-- Start EXTRACTED ENTRIES --

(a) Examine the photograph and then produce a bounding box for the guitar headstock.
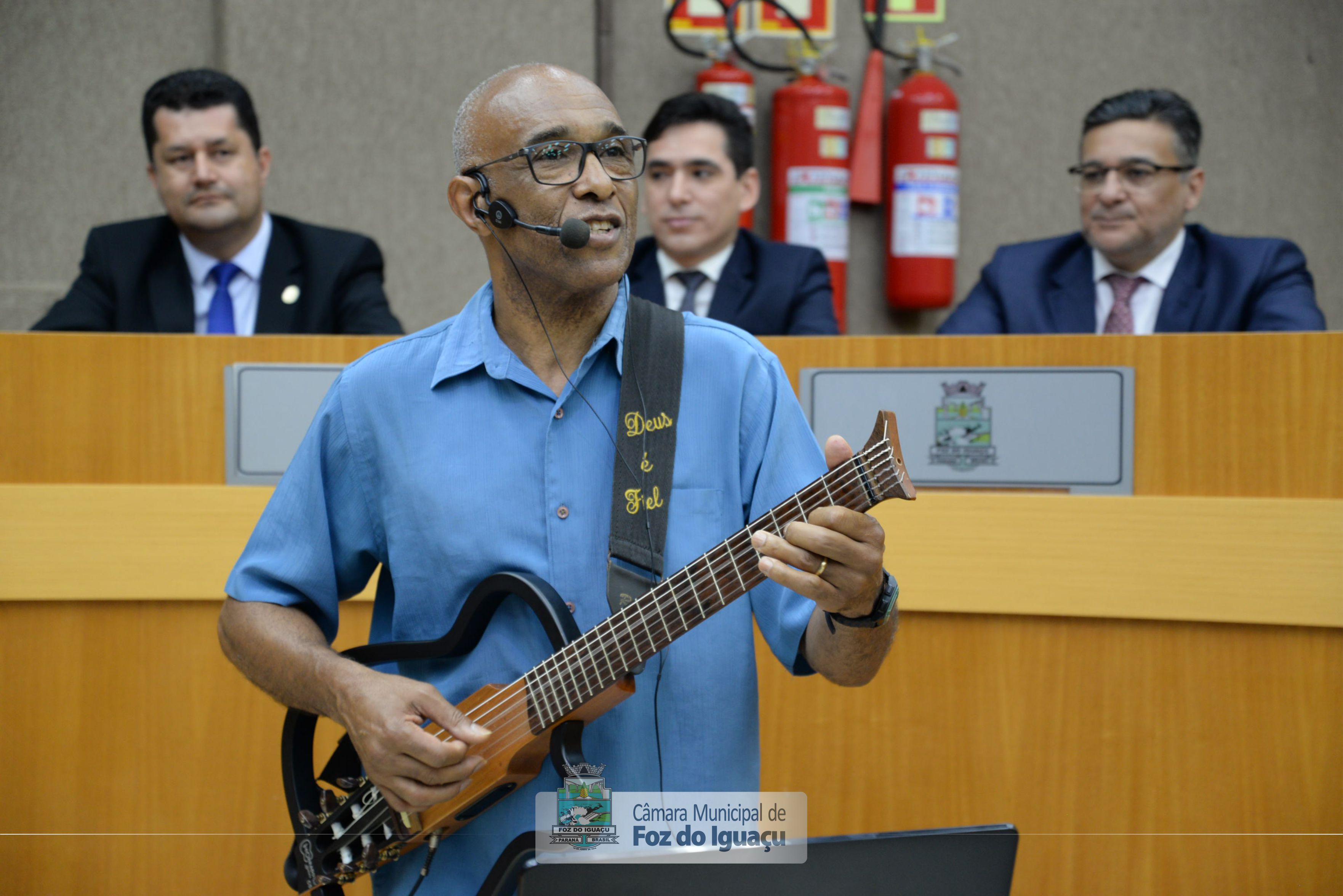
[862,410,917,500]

-- End EXTRACTED ENTRIES --
-- Start EXTRACTED ENTRIES --

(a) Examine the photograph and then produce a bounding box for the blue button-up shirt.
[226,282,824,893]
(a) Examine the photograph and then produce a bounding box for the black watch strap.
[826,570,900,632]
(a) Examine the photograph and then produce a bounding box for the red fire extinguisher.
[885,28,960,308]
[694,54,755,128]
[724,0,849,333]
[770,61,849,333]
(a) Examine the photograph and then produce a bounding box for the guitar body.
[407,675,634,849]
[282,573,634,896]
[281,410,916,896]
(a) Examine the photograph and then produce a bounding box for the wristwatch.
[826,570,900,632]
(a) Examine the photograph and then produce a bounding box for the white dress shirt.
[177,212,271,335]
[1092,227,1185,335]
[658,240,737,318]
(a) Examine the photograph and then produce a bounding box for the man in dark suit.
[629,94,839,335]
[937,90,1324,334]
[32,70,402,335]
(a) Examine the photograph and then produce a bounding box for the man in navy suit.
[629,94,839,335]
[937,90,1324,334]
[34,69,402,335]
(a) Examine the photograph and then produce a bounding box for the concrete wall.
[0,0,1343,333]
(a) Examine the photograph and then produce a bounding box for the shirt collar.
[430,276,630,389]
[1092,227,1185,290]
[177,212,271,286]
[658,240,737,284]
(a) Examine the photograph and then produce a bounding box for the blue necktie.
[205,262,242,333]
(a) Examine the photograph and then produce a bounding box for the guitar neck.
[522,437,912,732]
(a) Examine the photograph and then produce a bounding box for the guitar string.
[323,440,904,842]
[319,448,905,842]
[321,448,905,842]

-- End EXTRACTED ENTRIES --

WHAT YOU HAVE TO DO: Count the lines of the records that contain the word "guitar". Give only the number.

RESPONSE TO THIS TASK: 4